-- Problem requirements --
Please count the lines in the items below that contain the word "wall", treating case as significant, and give only the number.

Entries from a collection
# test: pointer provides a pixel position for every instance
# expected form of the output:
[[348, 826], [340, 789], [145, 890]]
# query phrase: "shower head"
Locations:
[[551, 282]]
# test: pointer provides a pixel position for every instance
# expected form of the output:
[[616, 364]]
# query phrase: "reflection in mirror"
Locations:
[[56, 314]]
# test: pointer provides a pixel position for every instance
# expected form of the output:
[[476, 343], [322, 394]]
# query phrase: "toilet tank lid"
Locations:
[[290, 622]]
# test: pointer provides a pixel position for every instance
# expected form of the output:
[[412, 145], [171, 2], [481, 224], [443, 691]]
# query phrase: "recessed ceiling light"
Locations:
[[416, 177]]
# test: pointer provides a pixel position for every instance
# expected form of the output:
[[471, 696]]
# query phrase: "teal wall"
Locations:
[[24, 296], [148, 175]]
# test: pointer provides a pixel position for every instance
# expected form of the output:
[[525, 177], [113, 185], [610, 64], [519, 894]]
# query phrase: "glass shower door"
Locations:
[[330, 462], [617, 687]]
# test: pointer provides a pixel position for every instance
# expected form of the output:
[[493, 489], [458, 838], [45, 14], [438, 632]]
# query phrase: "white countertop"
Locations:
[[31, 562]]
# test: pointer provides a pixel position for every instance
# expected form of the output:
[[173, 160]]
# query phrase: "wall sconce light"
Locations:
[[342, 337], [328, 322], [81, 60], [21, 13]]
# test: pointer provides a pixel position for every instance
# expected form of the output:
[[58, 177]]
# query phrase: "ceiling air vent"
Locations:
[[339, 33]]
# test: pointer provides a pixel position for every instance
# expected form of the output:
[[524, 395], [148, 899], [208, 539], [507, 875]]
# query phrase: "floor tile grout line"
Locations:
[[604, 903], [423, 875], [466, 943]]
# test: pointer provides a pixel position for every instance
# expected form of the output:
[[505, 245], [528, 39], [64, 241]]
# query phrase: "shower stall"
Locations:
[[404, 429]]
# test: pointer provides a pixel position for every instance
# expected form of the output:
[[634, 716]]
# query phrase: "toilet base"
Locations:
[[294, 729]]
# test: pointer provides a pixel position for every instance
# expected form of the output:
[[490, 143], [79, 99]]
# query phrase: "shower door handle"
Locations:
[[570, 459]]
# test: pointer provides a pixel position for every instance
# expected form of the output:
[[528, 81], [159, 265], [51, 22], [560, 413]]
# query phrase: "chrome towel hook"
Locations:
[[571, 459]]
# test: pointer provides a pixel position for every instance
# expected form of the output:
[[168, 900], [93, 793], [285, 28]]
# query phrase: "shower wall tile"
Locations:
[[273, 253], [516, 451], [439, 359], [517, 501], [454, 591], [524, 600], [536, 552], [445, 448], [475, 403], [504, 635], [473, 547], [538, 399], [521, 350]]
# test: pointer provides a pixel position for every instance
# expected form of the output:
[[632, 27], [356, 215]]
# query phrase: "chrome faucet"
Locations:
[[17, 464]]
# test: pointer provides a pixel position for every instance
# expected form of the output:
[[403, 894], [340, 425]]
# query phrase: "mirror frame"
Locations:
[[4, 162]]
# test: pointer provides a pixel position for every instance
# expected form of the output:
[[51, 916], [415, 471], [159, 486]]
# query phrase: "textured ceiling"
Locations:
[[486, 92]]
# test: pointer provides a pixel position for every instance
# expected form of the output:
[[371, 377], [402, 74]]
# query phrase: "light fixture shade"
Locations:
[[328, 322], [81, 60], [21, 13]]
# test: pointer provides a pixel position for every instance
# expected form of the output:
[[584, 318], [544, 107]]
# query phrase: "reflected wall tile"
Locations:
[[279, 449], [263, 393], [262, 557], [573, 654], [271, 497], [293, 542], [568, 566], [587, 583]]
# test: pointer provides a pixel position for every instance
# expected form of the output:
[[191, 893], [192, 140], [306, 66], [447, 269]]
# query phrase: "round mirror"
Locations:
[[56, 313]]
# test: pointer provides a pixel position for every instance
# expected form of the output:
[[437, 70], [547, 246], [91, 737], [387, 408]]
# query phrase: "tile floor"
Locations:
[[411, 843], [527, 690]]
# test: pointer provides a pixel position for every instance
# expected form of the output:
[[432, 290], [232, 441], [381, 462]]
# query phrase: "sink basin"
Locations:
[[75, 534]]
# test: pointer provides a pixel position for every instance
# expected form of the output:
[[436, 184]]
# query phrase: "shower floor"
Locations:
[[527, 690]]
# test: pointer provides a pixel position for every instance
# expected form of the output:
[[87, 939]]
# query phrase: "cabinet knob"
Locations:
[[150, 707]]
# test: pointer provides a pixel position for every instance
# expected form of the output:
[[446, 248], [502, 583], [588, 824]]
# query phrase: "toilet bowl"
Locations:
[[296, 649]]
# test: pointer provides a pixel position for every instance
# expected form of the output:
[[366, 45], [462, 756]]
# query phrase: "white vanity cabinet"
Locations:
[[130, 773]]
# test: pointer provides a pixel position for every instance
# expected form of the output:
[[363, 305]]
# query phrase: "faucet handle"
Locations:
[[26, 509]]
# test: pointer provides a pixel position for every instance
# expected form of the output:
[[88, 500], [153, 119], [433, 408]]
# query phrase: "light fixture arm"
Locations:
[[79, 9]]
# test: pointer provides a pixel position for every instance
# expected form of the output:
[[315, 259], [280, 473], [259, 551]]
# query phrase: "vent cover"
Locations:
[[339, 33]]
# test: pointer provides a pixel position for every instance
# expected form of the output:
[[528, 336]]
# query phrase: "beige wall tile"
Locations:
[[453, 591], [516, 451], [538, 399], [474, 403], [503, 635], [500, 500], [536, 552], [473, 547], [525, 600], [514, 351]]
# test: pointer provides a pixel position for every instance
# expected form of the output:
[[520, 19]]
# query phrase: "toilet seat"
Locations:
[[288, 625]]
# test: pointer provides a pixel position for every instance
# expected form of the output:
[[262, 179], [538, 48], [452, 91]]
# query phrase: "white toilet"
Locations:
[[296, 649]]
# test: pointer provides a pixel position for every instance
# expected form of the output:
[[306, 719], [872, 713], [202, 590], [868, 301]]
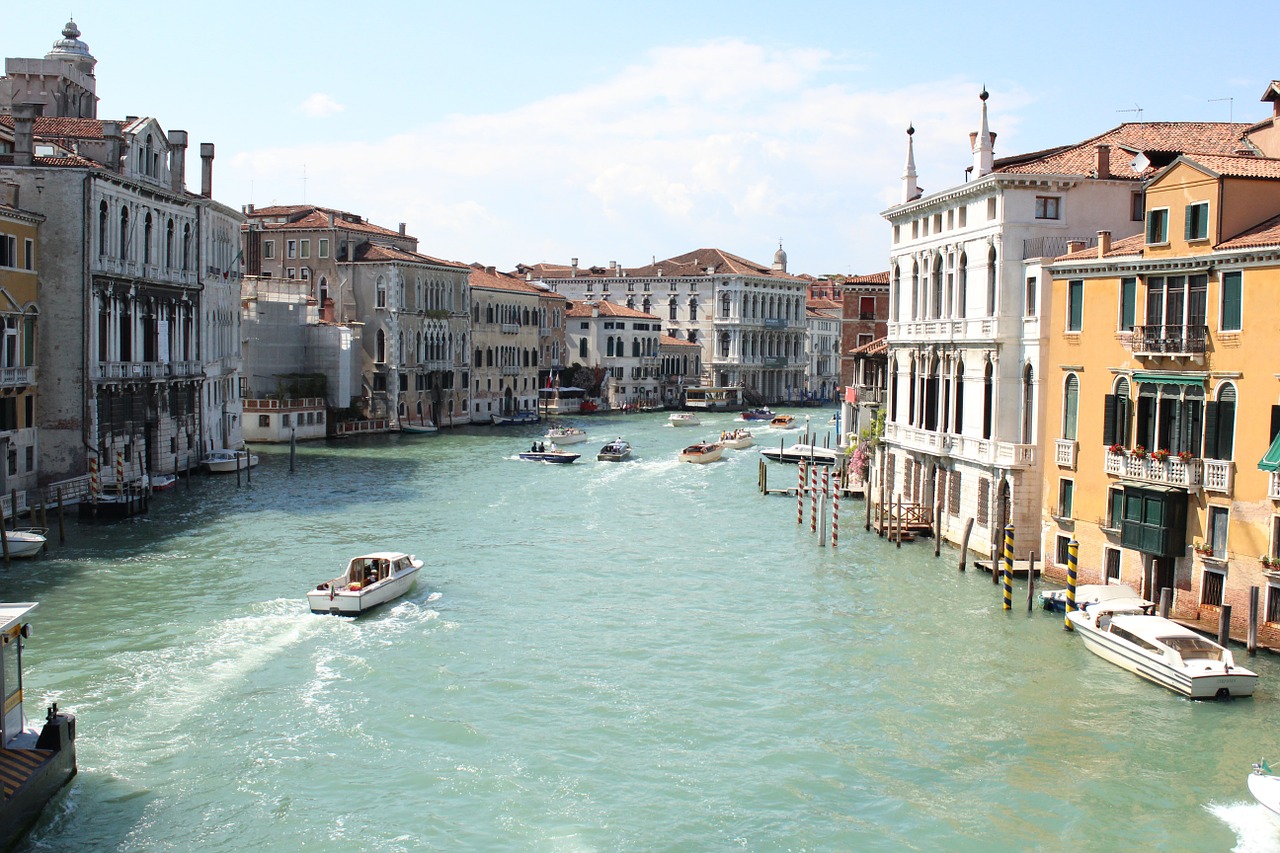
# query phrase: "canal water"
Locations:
[[641, 656]]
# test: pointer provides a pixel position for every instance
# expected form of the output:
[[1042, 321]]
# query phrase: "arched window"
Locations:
[[1028, 404], [1070, 406], [103, 218], [1220, 423]]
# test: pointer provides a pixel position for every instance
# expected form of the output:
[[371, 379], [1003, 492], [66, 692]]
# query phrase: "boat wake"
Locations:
[[1257, 829]]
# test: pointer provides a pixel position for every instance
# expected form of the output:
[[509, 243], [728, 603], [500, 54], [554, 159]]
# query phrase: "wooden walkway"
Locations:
[[19, 765]]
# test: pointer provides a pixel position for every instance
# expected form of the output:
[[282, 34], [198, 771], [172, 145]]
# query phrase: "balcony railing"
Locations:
[[1064, 452], [1169, 340], [1170, 471], [1219, 475]]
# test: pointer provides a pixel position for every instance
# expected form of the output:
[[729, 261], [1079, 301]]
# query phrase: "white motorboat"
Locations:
[[566, 434], [1265, 787], [224, 461], [1055, 600], [616, 451], [1159, 649], [812, 454], [702, 452], [369, 580], [26, 542]]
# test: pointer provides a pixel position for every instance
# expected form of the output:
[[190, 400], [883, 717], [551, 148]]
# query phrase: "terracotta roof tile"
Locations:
[[1125, 141]]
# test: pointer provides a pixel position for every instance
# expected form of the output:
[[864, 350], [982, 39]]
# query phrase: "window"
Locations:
[[1111, 561], [1157, 227], [1197, 220], [1074, 305], [1047, 206], [1232, 293], [1217, 525], [1211, 587], [1128, 304], [1065, 498]]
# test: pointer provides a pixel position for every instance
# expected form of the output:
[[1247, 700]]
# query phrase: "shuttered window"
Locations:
[[1232, 301]]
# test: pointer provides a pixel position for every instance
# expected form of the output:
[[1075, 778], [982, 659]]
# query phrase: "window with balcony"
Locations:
[[1232, 301], [1197, 222], [1157, 227]]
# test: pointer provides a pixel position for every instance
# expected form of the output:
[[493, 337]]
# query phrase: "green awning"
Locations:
[[1169, 378], [1270, 460]]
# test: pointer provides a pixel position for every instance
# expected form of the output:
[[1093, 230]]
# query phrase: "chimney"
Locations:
[[1104, 167], [206, 169], [23, 132], [178, 160]]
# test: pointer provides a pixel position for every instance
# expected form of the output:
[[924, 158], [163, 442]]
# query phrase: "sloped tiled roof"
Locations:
[[489, 279], [1125, 140], [607, 309], [383, 252]]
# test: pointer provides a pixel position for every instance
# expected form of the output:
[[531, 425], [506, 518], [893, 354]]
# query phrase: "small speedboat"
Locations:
[[26, 542], [616, 451], [551, 454], [369, 580], [1159, 649], [1055, 600], [810, 454], [566, 434], [1265, 785], [515, 418], [225, 461], [702, 452]]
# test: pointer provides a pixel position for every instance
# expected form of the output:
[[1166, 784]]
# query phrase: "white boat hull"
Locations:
[[352, 602], [1206, 684]]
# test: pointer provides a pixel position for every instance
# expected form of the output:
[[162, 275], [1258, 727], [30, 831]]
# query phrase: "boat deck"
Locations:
[[19, 765]]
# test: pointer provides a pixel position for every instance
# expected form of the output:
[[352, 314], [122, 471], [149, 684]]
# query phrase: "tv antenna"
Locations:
[[1230, 106]]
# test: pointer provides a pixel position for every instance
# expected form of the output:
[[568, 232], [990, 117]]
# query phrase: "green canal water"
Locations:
[[641, 656]]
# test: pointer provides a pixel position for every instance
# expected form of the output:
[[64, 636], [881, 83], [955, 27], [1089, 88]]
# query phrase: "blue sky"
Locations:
[[524, 132]]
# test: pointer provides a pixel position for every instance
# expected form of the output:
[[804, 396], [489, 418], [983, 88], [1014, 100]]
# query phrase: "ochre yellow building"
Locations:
[[1161, 389]]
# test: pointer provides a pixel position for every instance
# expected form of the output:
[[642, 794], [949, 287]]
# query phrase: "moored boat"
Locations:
[[616, 451], [566, 434], [1159, 649], [227, 461], [702, 452], [369, 580], [812, 454], [737, 438]]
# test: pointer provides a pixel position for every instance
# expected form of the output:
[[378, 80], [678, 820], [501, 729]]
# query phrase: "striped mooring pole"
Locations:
[[813, 496], [1009, 566], [800, 493], [1073, 555]]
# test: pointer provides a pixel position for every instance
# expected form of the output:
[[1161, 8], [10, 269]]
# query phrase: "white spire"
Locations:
[[983, 142], [910, 188]]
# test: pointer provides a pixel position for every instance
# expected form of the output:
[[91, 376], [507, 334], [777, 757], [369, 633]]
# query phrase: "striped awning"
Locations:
[[1270, 460], [1169, 378]]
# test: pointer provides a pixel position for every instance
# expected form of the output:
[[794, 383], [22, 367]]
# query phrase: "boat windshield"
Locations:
[[1193, 647]]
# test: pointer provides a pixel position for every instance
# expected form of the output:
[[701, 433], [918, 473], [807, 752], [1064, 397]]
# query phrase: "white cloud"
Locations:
[[723, 144], [320, 105]]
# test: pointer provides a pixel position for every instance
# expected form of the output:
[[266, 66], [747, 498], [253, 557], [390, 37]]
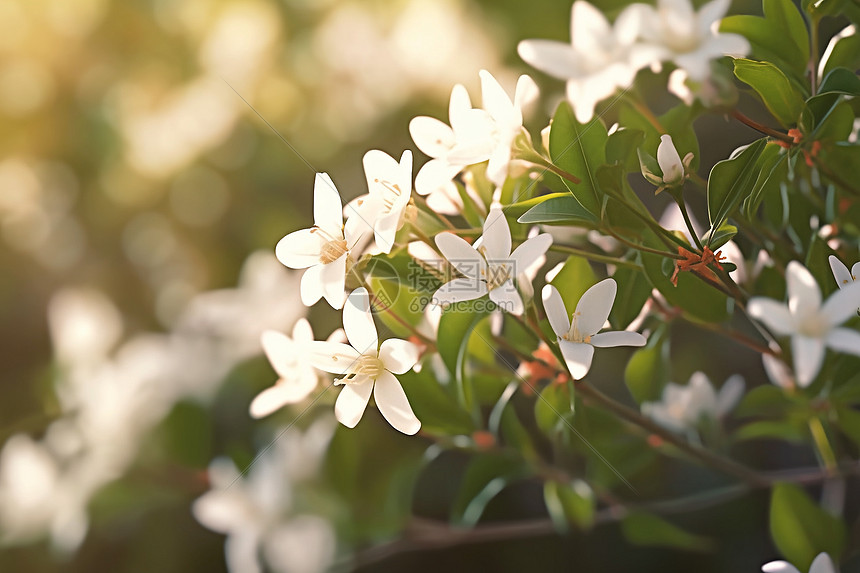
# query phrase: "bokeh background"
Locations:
[[140, 202]]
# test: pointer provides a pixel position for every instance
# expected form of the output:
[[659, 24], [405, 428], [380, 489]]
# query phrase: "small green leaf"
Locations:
[[778, 94], [646, 529], [578, 149], [800, 529], [731, 181]]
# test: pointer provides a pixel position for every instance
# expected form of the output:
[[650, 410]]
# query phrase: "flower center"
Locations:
[[573, 335], [365, 366], [333, 249]]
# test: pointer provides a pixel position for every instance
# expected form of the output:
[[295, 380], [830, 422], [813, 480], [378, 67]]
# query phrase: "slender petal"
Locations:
[[300, 249], [351, 402], [844, 340], [555, 312], [594, 306], [773, 314], [459, 290], [808, 355], [399, 356], [804, 295], [842, 304], [508, 298], [530, 251], [328, 208], [497, 236], [577, 357], [394, 405], [431, 136], [333, 357], [618, 338], [358, 322], [460, 254]]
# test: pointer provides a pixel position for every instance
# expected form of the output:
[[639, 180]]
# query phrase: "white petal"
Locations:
[[459, 290], [618, 338], [557, 59], [844, 340], [280, 351], [842, 304], [779, 567], [496, 102], [577, 357], [351, 402], [333, 279], [333, 357], [507, 298], [460, 254], [328, 208], [822, 564], [808, 355], [431, 136], [840, 272], [530, 251], [283, 393], [300, 249], [435, 175], [775, 315], [553, 306], [669, 160], [594, 306], [358, 322], [393, 404], [497, 236], [311, 287], [399, 356], [730, 394]]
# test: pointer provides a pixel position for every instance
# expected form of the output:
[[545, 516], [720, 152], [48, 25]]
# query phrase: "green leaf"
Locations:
[[575, 277], [554, 408], [578, 149], [486, 476], [778, 94], [569, 503], [841, 80], [800, 529], [731, 181], [646, 529], [559, 209], [647, 370]]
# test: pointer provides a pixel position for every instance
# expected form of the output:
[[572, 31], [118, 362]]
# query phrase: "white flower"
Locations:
[[367, 366], [598, 60], [491, 267], [688, 38], [579, 334], [389, 186], [493, 139], [324, 249], [297, 379], [843, 276], [821, 564], [436, 139], [683, 407], [811, 325]]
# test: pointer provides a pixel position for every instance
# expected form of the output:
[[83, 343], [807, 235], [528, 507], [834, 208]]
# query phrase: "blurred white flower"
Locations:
[[821, 564], [683, 407], [325, 249], [813, 326], [598, 60], [491, 137], [366, 366], [254, 510], [579, 334], [490, 267]]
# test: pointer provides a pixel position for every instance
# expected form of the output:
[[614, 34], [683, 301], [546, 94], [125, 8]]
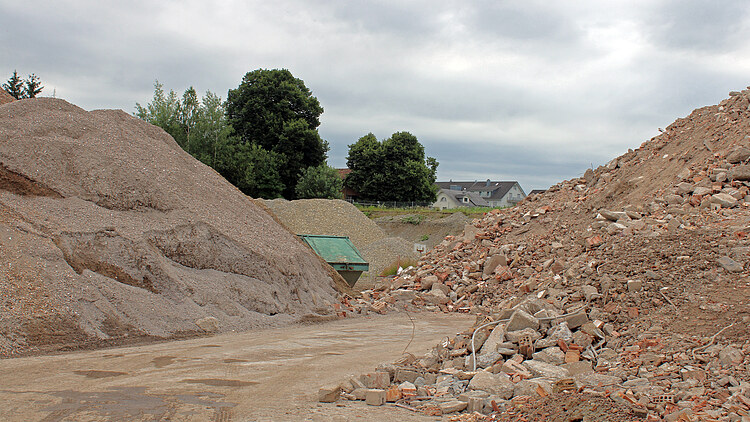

-- Written reply --
5